## [Your objective]
Copy all of the material below word for word, omitting the pictures.

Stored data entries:
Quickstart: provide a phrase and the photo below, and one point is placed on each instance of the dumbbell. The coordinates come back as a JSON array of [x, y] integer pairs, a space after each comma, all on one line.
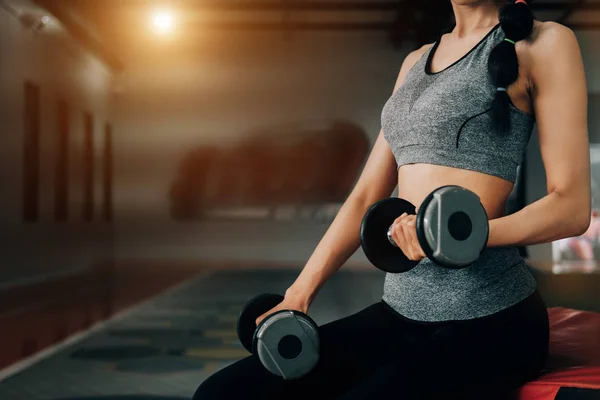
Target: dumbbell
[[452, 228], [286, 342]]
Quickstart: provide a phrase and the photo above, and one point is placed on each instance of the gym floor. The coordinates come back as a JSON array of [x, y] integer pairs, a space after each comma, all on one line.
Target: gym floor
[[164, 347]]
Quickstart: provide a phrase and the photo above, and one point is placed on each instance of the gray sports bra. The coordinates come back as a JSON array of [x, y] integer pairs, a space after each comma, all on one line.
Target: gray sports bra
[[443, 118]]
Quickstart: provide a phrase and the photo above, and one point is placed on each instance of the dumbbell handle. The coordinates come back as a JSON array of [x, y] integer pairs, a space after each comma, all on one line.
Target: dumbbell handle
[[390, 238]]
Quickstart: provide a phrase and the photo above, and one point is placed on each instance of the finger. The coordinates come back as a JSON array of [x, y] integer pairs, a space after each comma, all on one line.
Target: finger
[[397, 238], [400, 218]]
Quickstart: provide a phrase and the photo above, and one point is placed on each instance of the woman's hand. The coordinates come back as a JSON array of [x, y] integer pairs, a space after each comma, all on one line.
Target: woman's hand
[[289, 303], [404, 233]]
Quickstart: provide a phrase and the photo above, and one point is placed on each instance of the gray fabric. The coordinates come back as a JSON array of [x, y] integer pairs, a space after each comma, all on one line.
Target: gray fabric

## [Task output]
Quickstart: provide a phrase and the photo below, and one point is placed on each instance of the dumbbell. The coordinates come back as a JSON array of [x, y] integer pairs, a space after each comma, all on one line.
Target: dumbbell
[[452, 228], [286, 342]]
Quickstart: provide a phrase and the photo above, and one point is placed on each instance of the gym floor. The coordinates come back as a JSON array of [x, y] integer pairs, a space after each comma, all on one line.
Target: gym floor
[[164, 347]]
Quickstart: provide a phrase and the photo above, and one point is placed on each instance of the gray sports bra. The coordinates come back as a JSON array of [x, y] integer pairs, a space after each comma, all on one line.
Target: gray sports bra
[[443, 118]]
Quickstart: provide a phrase and the photo above, and one point is placed on each instance of the dumbbell handle. The coordinates come back as a JSON array of [x, y] integer pairs, a space after each comma, all on one line.
Target: dumbbell handle
[[390, 238]]
Quickstart: provide a phrase and the photo above, and one point is placed on each instance of the finger. The coordinates come back as a JSON array of [x, y] integer pairs, a space after each comma, all on one line.
Target: finger
[[397, 238], [400, 218]]
Quickstart: provide a phrase and the photo above, and one point is placed on each instance of the woman's hand. The coordinates come back as a JSON array of [x, y] integer pairs, a space after each comma, all on one line.
Target: woman's hand
[[289, 303], [404, 233]]
Quickstart: provide a phrase and the photo above, and one point is placed on each instance of the gray fabric. The coordinates come back as a JSON array of [x, y] integer pairs, a space after each comma, all on one line.
Target: gray fabric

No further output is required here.